*Exercise aim*. Which lines of the items below contain the word "gray"? Report each of those lines in full.

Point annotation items
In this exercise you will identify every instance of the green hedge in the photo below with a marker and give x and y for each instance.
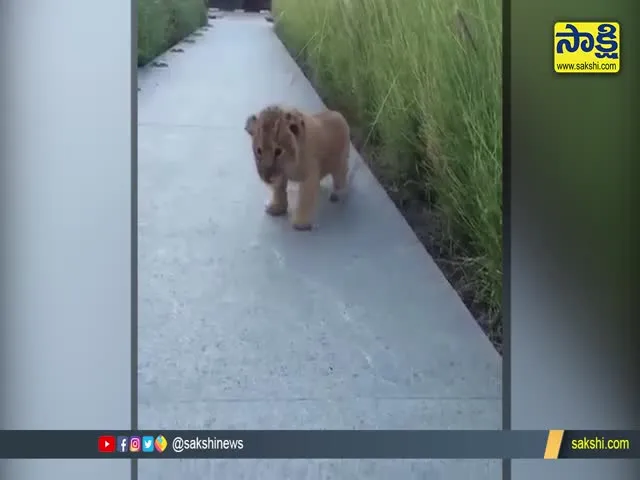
(163, 23)
(423, 79)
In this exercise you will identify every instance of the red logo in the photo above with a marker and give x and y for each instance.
(106, 444)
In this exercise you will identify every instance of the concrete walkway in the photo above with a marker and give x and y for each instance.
(246, 323)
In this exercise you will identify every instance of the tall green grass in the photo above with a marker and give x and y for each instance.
(163, 23)
(424, 78)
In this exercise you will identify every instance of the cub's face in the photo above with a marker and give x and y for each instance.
(275, 135)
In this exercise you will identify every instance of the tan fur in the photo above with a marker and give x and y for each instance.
(290, 146)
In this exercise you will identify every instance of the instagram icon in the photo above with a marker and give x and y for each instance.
(134, 444)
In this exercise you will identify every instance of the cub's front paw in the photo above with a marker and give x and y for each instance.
(302, 226)
(276, 209)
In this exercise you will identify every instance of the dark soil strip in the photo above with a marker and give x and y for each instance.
(427, 223)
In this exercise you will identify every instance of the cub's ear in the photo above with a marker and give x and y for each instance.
(250, 124)
(296, 122)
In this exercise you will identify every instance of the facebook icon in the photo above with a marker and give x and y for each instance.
(122, 444)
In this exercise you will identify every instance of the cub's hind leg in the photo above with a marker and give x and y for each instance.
(340, 177)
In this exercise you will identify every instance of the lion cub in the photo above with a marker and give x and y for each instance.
(289, 145)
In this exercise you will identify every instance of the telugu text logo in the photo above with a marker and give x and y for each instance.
(586, 47)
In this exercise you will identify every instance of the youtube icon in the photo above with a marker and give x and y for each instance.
(106, 444)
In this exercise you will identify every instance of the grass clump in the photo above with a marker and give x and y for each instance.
(423, 79)
(163, 23)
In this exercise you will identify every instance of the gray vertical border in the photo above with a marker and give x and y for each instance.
(134, 226)
(506, 226)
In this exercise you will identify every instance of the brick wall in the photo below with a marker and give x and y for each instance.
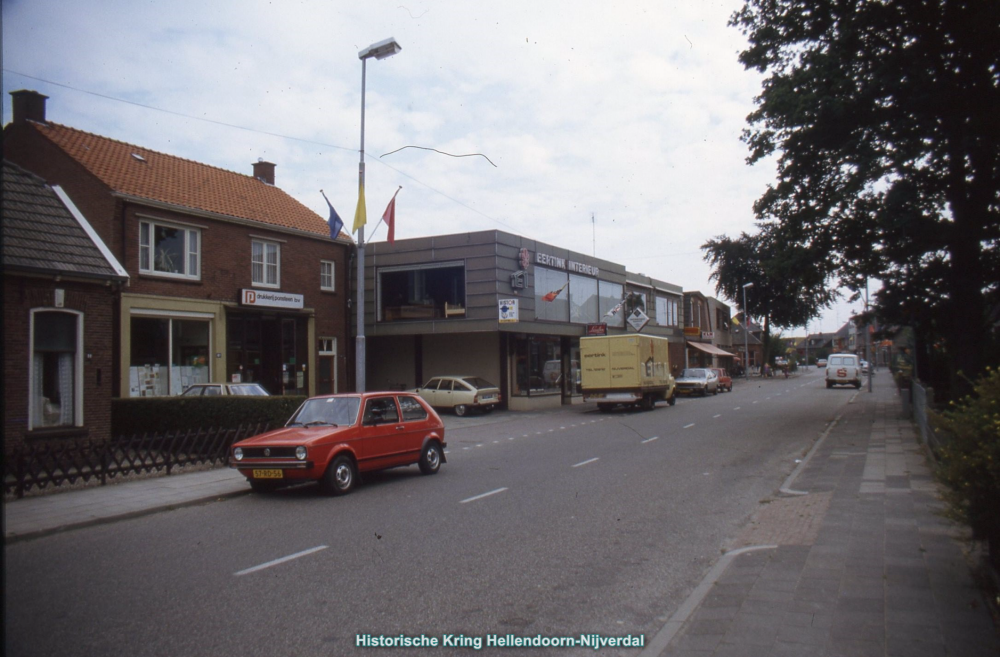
(96, 302)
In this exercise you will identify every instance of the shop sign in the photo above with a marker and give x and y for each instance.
(272, 299)
(508, 311)
(637, 319)
(568, 265)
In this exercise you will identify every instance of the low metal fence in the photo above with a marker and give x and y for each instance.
(37, 466)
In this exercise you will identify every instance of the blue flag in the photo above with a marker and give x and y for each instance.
(336, 223)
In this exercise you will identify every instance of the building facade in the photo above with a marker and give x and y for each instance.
(503, 307)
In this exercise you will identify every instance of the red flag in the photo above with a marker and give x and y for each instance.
(389, 217)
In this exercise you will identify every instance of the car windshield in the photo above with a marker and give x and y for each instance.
(253, 390)
(336, 411)
(478, 383)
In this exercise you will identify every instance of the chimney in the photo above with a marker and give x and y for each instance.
(28, 106)
(264, 171)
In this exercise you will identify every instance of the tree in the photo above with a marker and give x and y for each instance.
(788, 288)
(883, 116)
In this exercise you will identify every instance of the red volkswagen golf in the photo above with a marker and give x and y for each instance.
(332, 439)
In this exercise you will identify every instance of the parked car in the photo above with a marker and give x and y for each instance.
(725, 381)
(460, 393)
(843, 369)
(334, 438)
(216, 389)
(698, 380)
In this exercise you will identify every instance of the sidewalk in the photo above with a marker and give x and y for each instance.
(851, 558)
(32, 517)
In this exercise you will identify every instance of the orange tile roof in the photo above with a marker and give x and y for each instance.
(177, 181)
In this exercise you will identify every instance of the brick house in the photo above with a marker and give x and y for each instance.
(60, 286)
(231, 279)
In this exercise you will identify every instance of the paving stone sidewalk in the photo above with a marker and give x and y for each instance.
(864, 564)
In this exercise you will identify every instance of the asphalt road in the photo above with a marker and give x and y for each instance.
(559, 524)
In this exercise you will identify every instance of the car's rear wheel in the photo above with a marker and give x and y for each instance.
(430, 459)
(341, 476)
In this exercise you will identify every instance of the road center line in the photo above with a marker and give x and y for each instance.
(479, 497)
(281, 560)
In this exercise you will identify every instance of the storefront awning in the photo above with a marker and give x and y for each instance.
(710, 349)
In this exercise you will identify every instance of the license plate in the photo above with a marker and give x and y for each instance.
(268, 474)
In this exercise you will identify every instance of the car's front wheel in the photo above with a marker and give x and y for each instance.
(430, 459)
(341, 476)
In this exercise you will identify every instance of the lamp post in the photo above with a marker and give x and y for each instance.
(380, 50)
(746, 333)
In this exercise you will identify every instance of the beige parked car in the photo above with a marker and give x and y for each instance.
(460, 393)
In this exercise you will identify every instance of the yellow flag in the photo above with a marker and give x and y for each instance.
(360, 215)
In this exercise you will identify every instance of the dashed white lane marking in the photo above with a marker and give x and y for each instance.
(297, 555)
(479, 497)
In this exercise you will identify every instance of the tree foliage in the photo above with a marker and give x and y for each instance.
(883, 118)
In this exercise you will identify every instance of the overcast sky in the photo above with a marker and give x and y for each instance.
(629, 113)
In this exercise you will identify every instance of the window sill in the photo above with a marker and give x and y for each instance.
(57, 432)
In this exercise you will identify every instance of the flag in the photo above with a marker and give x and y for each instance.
(551, 296)
(336, 223)
(389, 217)
(360, 215)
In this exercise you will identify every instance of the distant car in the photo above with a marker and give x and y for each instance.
(460, 393)
(725, 381)
(217, 389)
(700, 380)
(334, 438)
(843, 369)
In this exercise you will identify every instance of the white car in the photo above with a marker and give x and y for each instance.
(460, 393)
(843, 369)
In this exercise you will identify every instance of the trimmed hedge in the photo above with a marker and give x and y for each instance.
(158, 415)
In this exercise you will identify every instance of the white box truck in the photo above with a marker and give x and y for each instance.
(631, 370)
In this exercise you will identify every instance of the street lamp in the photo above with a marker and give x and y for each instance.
(746, 334)
(380, 50)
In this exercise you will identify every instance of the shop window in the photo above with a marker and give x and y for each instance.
(168, 355)
(326, 281)
(167, 250)
(611, 297)
(56, 371)
(421, 292)
(265, 263)
(537, 366)
(582, 299)
(551, 296)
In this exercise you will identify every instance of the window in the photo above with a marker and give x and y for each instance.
(326, 275)
(265, 264)
(582, 299)
(168, 250)
(611, 298)
(167, 355)
(56, 381)
(421, 292)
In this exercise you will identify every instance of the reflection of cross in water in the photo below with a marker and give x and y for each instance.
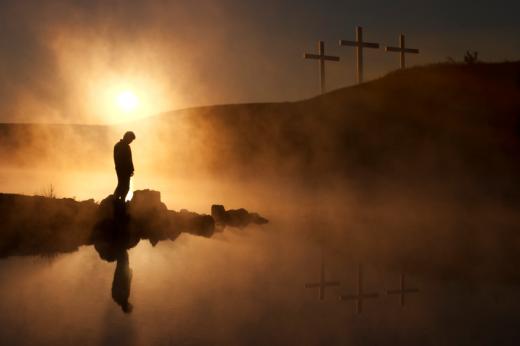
(323, 283)
(402, 291)
(360, 294)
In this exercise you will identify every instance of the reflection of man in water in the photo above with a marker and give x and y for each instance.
(121, 283)
(124, 165)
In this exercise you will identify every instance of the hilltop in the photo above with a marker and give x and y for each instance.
(440, 123)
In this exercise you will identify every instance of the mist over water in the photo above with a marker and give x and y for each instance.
(353, 174)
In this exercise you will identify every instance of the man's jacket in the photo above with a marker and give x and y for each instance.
(123, 158)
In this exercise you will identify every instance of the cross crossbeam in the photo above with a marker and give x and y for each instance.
(322, 58)
(359, 44)
(323, 283)
(402, 50)
(402, 291)
(361, 294)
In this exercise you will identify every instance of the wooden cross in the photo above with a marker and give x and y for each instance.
(322, 58)
(359, 44)
(402, 291)
(403, 50)
(360, 293)
(323, 283)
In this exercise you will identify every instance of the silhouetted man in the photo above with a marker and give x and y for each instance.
(124, 165)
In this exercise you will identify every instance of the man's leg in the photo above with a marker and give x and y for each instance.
(118, 190)
(125, 186)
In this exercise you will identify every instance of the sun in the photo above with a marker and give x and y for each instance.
(127, 101)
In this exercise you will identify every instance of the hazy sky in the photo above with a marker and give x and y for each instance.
(67, 61)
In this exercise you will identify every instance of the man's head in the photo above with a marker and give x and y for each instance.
(129, 137)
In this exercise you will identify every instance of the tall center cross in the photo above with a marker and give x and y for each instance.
(403, 50)
(322, 58)
(359, 44)
(323, 283)
(402, 291)
(361, 295)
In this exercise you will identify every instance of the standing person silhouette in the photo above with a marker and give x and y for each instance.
(124, 166)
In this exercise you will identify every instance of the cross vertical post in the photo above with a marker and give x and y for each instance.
(322, 58)
(359, 44)
(402, 50)
(402, 291)
(359, 49)
(323, 282)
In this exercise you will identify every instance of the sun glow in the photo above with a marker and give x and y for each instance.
(127, 101)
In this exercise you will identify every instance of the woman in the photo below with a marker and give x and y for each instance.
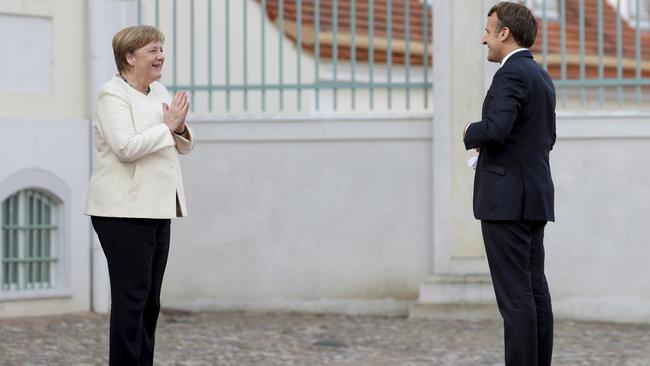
(136, 187)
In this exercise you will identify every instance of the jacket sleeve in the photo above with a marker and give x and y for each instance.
(185, 145)
(503, 102)
(115, 122)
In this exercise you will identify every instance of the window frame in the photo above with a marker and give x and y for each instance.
(46, 182)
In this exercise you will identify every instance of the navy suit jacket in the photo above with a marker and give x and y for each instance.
(516, 133)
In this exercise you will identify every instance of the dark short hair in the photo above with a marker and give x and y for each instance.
(518, 19)
(130, 39)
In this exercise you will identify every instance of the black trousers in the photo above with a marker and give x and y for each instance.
(136, 251)
(515, 252)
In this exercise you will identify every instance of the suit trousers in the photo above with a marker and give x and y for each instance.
(515, 253)
(136, 251)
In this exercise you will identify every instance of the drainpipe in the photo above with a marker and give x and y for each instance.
(99, 283)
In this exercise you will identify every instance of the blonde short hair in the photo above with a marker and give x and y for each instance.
(130, 39)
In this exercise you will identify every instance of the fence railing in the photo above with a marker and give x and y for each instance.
(296, 55)
(375, 55)
(595, 51)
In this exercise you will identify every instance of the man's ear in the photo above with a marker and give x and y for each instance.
(504, 33)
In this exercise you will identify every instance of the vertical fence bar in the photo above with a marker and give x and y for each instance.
(581, 12)
(227, 55)
(14, 238)
(210, 81)
(31, 241)
(619, 52)
(192, 54)
(563, 27)
(299, 54)
(545, 34)
(157, 13)
(5, 242)
(175, 43)
(407, 53)
(637, 36)
(317, 51)
(389, 51)
(40, 253)
(263, 65)
(425, 57)
(601, 54)
(245, 33)
(371, 51)
(139, 5)
(280, 51)
(48, 242)
(353, 49)
(335, 49)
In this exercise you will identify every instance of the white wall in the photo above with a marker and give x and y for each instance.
(43, 115)
(597, 251)
(304, 214)
(60, 149)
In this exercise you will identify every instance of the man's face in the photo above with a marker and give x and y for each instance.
(493, 39)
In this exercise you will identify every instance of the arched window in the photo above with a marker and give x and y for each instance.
(29, 241)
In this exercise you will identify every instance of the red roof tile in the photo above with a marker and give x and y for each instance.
(418, 35)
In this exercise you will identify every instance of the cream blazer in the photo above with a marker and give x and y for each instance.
(136, 172)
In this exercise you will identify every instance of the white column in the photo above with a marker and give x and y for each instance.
(459, 278)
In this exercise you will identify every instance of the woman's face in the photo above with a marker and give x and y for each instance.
(147, 61)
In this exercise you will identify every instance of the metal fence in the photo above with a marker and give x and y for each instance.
(375, 55)
(595, 51)
(297, 55)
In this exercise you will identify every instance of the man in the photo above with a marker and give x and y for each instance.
(513, 189)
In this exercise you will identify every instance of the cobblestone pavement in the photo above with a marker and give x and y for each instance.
(197, 339)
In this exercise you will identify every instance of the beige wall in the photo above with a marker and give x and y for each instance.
(68, 94)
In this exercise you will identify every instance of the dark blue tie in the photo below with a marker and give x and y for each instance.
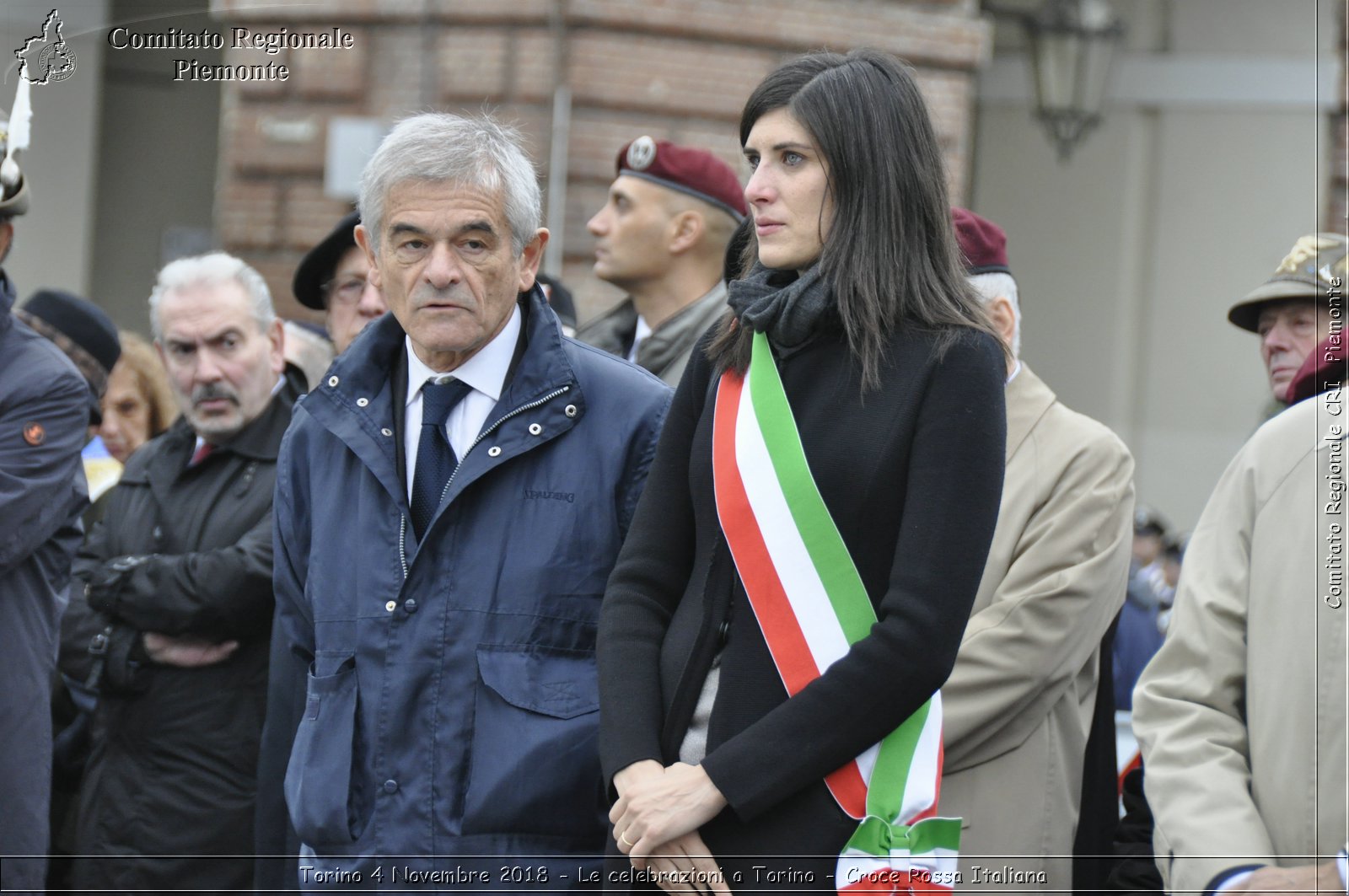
(435, 458)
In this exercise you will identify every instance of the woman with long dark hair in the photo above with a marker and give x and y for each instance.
(816, 518)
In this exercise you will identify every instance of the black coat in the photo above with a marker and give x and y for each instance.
(44, 424)
(175, 750)
(912, 475)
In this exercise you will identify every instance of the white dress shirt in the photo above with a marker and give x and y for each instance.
(485, 372)
(642, 331)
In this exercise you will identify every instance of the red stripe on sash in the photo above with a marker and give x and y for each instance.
(773, 612)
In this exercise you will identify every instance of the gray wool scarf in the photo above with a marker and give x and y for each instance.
(782, 304)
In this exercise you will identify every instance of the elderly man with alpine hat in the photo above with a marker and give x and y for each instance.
(1241, 713)
(1018, 703)
(663, 238)
(449, 505)
(45, 410)
(1292, 311)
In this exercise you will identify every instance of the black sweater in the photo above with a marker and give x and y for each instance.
(912, 475)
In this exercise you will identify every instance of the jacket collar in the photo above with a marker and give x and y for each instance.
(1027, 399)
(676, 334)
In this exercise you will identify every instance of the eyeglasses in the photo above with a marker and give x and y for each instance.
(344, 292)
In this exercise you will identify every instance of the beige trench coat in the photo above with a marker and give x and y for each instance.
(1018, 702)
(1241, 714)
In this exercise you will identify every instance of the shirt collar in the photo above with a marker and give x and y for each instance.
(485, 372)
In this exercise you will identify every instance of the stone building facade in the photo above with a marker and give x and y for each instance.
(676, 69)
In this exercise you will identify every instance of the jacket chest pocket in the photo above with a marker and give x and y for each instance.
(535, 765)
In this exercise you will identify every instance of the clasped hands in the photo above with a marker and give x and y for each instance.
(656, 822)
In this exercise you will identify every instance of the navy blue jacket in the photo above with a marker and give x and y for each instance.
(452, 694)
(44, 424)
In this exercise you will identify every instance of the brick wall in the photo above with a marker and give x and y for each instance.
(676, 69)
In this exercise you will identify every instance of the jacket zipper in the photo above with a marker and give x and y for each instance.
(402, 528)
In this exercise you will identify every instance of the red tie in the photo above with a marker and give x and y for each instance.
(202, 453)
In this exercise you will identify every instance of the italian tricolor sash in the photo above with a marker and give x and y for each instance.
(811, 604)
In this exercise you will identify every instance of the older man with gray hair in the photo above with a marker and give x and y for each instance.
(1020, 700)
(177, 586)
(449, 503)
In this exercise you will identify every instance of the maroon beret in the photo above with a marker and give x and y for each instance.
(1321, 372)
(982, 243)
(685, 169)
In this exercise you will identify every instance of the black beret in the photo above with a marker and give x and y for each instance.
(317, 266)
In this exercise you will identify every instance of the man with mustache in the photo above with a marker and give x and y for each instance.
(449, 505)
(179, 575)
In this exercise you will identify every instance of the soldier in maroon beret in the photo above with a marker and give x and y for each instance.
(663, 238)
(1020, 702)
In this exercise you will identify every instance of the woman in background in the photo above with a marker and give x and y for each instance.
(138, 404)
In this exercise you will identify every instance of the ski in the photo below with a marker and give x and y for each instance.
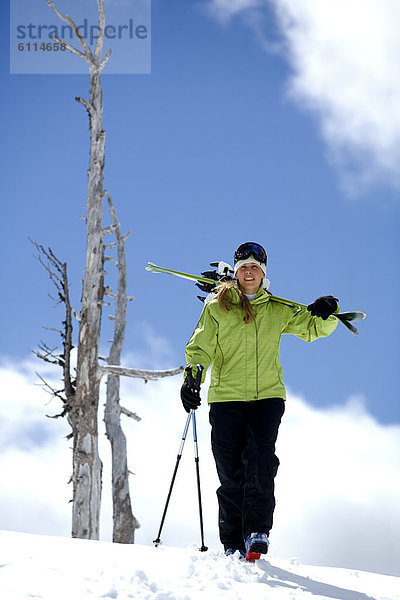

*Final result*.
In this exercise you will identify every instance of the gray vertical border in the photo above with a marker and give x and y for each instance.
In this exercise you will identify every instance of the gray wool scarf in the photo above with a marker and give x and y for each instance.
In this exercise you will identify every instance of the older man with gray hair in the photo above with a marker and give x and y for each instance.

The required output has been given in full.